Text excerpt:
1. Fear can be useful (“the mother of safety”) or delusional = ideal for examining the often misunderstood mental mechanics of emotions and logic.

2. “America is full of fear,” writes Marilynne Robinson. She feels “irrational responses to irrational fears” animate America’s gun ownership (rates ~5 percent to ~60+ percent by state).

3. Bone-deep fear fuels Ta-nehisi Coates’ latest book. His childhood streets were an “array of lethal puzzles.” He feared “those who loved him most.” His father felt “either I can beat him or the police.” All that fear bred violence. It still shapes Coates’ worldview.

4. Politically, “fear of the other party” dominates love of your party (graphic polarization).

5. Our “indirect rationality” means facts usually can’t cure false fears directly or quickly.

6. Feeling IS fast thinking. Per Daniel Kahneman’s two-mind framework, “System 1” generates feelings = rapid, reflex reactions; “System 2” deliberates, consciously, slowly.

7. System 1 does its thing first. Then System 2 kicks in, usually using System 1’s output. Whatever explicit facts System 2 gets, they’re framed by System 1’s separate (“hidden brain”) learning system, which constantly, unconsciously, collects the patterns of your anecdotal unstatistical environment (making toddlers and liberal pundits react like racists).

Supplied data:

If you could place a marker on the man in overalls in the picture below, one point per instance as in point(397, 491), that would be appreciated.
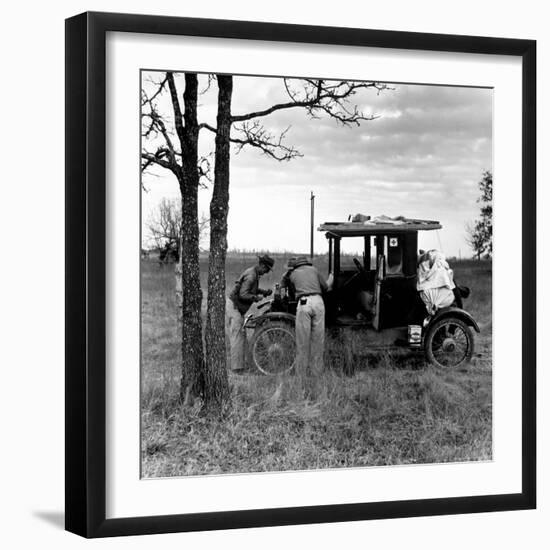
point(309, 287)
point(245, 292)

Given task: Please set down everything from "3. Bone-deep fear" down to "shapes Coates’ worldview." in the notes on fear above, word for word.

Task output:
3. Bone-deep fear fuels Ta-nehisi Coates’ latest book. His childhood streets were an “array of lethal puzzles.” He feared “those who loved him most.” His father felt “either I can beat him or the police.” All that fear bred violence. It still shapes Coates’ worldview.